::: DATA TO USE
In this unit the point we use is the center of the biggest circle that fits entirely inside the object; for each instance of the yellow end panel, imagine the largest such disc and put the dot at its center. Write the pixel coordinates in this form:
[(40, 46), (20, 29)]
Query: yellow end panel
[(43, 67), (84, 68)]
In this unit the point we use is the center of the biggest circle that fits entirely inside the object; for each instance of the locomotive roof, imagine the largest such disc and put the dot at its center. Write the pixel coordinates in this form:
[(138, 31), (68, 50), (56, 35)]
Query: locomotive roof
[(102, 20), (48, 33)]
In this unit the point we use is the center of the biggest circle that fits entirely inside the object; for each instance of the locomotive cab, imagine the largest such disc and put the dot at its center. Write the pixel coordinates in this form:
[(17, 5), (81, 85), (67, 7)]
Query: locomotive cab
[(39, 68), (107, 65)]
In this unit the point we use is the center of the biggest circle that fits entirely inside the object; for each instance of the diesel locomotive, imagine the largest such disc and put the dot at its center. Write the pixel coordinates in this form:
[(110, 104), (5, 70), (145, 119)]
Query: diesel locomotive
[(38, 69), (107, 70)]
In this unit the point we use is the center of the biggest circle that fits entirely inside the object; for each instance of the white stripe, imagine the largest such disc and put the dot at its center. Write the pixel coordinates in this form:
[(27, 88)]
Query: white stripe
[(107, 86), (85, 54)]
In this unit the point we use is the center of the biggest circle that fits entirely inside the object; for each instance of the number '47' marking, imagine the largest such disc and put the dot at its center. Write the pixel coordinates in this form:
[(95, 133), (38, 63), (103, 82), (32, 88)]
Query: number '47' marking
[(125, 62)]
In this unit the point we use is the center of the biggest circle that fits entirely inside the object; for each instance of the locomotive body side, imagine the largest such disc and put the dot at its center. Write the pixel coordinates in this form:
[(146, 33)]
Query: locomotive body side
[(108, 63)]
::::::
**INSTRUCTIONS FOR THE TASK:** Update the listing by replacing every "pixel coordinates" with "image coordinates", keeping everything else the same.

**WRITTEN SOLUTION:**
In this unit the point we use is the center of the biggest circle that fits entirely inside the object; for each instance of the yellow end panel, imagine the largest such disc and put the dot at its center. Write the image coordinates in this form:
[(40, 46), (20, 29)]
Query: yellow end panel
[(43, 67), (84, 68)]
In this unit the point we use is the center of the biggest circle that fits entirely inside the object; for each instance of the locomotive roof, imagine the largest such disc and put the dot at its center. Write the image coordinates in this form:
[(138, 31), (68, 50), (56, 35)]
Query: locomotive roof
[(102, 20), (48, 33)]
In this unit the point we use is the center of the biggest circle that fits entirely inside the object; for each instance of the locomotive cab, imagine the largest such disc and put the dot at its center. Write the image coordinates in this form:
[(17, 5), (81, 85), (67, 7)]
Query: locomotive cab
[(39, 68), (107, 65)]
In this unit the point we use is the center of the biggest circle that fits entirely inside the object; for each instance of the diesel locomotive, imagine the largest such disc and put the dot at its center. Write the image coordinates in this form:
[(110, 104), (5, 70), (145, 119)]
Query: diesel locomotive
[(38, 69), (107, 70)]
In this unit the point we use is the center of the biggest circle that fits entirely inside the object; for each instance of the white stripe, imagine the largest such disc and put the dot at its center. Write the image coordinates in this form:
[(27, 88)]
Query: white stripe
[(107, 86), (85, 54)]
In this unit the point we use is the center of the biggest circle that fits entirely inside the object; for each instance of the number '47' marking, imagine the largest such disc and put the dot at its center. Write the image coordinates in this form:
[(95, 133), (38, 63), (103, 82), (32, 88)]
Query: number '47' marking
[(125, 62)]
In this unit the point we use is the center of the biggest circle that fits entirely inside the object; for each instance of the locomotive body side, imagine the largest such disc and put the dot at its center. Write the image coordinates in this form:
[(146, 33)]
Query: locomotive body side
[(108, 63)]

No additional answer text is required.